Фрагмент текста →
Можно сказать, что гофмансталевский текст не дал Айзольдт материала поставить под вопрос сами основы патриархата, но дал – для отказа от определенных моделей женственности и заявки на право быть другой. Для такой Электры Клитемнестра – это не только женщина, которая совершила убийство, но и – что, может быть, даже более важно – женщина, превратившаяся в сексуальный объект, полностью подчиненная желанию мужчины. (Парадоксально, Клитемнестра приходит к Электре как раз с жалобой на угнетающее ее влияние Эгисфа; из реплик Электры, однако, ясно, что она осуждает не только этот конкретный случай, но и любое такое подчинение.) В воображении Электры обстановка интимного сближения любовников (постель, купальня) постоянно возвращается в качестве картины, представляющей место действия для акта убийства, достигая кульминации в воображаемой ею охоте на Клитемнестру: «…направо хочешь, / а там кровать! налево – пенится купальня / словно кровью!» (Ibid.: 85).
Это кульминация, но и в другие моменты точно так же Электра беспрестанно развивает, раскручивает в своей речи фантазии о внутреннем пространстве дома как об опасном и предательском. Можно сказать, что не только образ женщины, подчиненной сексуальному желанию мужчины, вызывает у Электры отвращение, но и дом как место для женщины. То, что сама она изгнана из дома, – это скорее ее собственный выбор, но ее собственный выбор – это и не выходить замуж, и не рожать детей (в то время как в софокловской трагедии этот факт определялся как последствие узурпаторской политики Клитемнестры, боящейся законного потомства Агамемнона, которое могли бы родить Электра и Хризофемида). Возвращаясь раз за разом к загадке собственного рождения из тела Клитемнестры, Электра размышляет о том, насколько неосознанно участвуют в процессе человеческого воспроизводства обе стороны: и родители, и дети. (Другая версия неосознаваемого тела, на конфронтацию с которой идет Электра, – это, конечно, ее сестра Хризофемида.)

Формулировка задания →
С какой жалобой, согласно фрагменту текста об Электре Гофмансталя, Клитемнестра приходит к Электре?

Набор данных →
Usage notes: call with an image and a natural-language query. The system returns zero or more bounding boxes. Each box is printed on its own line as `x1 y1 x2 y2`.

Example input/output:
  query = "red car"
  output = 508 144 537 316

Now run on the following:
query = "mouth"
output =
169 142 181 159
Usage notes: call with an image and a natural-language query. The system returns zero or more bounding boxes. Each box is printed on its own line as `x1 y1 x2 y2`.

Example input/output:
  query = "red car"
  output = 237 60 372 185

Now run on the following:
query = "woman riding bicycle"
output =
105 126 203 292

--

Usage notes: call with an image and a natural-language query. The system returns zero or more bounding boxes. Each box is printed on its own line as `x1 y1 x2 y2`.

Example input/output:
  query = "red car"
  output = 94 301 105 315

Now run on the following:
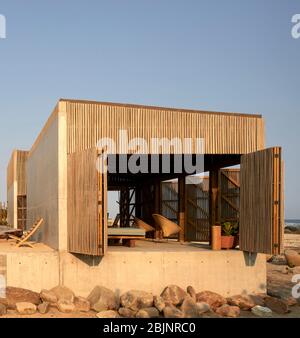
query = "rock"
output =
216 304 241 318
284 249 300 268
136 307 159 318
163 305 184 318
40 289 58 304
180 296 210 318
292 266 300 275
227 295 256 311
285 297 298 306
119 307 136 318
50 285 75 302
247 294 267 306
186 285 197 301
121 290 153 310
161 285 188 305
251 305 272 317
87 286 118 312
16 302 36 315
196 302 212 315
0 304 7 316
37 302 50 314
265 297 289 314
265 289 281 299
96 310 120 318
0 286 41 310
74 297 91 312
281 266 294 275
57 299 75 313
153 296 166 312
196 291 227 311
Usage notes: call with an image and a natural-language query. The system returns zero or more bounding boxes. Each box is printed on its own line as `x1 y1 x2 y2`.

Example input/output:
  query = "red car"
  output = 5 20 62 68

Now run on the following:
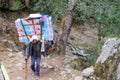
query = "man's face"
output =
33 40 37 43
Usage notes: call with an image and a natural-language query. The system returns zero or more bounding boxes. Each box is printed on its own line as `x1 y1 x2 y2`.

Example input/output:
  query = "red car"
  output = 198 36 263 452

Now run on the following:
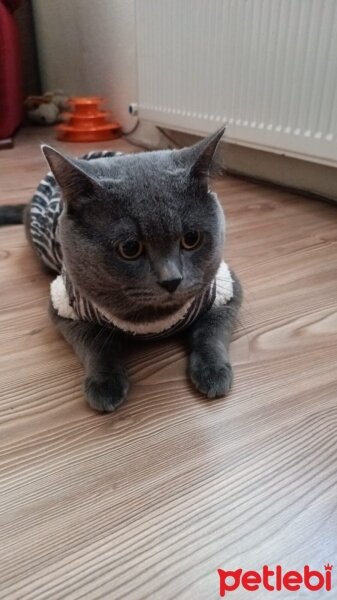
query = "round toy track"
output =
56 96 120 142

Ответ к упражнению →
С жалобой на угнетающее ее влияние Эгисфа.